Given task -
Transfer the stretch of the listing from its start through the line containing "[[36, 39], [180, 62]]", including the requests, and add 52 to every coordinate in the answers. Leave everything else in those lines unchanged.
_ _ _
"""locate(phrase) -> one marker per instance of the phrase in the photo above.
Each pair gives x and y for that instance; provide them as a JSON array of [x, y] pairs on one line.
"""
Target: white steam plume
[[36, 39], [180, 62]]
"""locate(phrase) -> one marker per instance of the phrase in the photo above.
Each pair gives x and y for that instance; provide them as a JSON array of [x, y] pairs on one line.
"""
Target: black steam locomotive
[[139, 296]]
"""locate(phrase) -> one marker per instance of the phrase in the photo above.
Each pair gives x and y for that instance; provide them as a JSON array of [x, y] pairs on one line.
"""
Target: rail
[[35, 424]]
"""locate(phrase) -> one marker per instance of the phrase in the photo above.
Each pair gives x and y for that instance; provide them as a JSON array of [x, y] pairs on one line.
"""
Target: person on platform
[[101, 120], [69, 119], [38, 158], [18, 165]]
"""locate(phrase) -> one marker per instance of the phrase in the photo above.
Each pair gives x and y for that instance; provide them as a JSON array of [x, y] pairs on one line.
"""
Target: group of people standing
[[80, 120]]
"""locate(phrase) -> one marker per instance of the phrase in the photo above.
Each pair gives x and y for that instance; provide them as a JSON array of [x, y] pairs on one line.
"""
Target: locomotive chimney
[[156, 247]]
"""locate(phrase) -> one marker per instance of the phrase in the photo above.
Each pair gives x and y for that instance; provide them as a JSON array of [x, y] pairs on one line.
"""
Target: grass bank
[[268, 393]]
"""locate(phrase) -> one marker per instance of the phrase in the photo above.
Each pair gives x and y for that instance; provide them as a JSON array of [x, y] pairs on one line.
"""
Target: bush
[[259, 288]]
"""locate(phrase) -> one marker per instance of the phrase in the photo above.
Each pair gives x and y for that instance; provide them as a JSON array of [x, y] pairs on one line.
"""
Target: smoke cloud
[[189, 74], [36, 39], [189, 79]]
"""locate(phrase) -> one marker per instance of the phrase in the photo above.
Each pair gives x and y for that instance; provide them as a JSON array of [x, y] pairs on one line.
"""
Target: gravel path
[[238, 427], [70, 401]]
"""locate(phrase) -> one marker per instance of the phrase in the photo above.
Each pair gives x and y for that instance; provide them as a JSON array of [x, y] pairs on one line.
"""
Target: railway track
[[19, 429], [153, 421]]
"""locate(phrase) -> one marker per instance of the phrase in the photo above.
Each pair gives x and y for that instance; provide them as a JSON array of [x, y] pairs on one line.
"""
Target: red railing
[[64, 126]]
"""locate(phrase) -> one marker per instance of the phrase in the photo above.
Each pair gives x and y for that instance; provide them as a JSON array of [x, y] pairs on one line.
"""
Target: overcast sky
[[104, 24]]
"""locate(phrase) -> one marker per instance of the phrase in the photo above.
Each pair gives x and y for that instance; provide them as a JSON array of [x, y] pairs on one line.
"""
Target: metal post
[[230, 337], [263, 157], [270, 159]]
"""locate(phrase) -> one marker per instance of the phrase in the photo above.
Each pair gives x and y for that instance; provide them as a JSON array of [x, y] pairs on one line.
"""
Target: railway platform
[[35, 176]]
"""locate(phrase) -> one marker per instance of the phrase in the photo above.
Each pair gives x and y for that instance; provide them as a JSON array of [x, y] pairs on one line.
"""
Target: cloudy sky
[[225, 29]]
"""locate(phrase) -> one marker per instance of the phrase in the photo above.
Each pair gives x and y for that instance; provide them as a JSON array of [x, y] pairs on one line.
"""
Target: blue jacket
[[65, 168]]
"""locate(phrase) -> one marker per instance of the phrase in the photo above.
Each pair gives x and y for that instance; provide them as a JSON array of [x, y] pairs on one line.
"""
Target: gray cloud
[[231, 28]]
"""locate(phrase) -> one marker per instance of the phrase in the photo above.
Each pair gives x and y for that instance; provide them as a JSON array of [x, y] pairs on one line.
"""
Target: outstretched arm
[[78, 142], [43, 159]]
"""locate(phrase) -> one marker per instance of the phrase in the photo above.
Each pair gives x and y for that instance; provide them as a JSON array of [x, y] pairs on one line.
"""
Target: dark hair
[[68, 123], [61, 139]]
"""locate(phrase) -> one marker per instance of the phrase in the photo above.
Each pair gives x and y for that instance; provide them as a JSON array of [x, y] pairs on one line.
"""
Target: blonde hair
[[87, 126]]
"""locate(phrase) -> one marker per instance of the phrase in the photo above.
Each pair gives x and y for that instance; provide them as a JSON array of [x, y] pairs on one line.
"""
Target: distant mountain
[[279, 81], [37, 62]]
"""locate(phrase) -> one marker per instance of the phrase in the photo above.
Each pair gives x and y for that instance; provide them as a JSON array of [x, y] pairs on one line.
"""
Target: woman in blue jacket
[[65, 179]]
_ _ _
The result -
"""locate(phrase) -> one marker per instance of the phrase in the photo above.
Each pair gives x and y for that instance; provide them as a JSON array of [x, y] pairs on one line.
"""
Target: white steam plume
[[88, 91], [232, 114]]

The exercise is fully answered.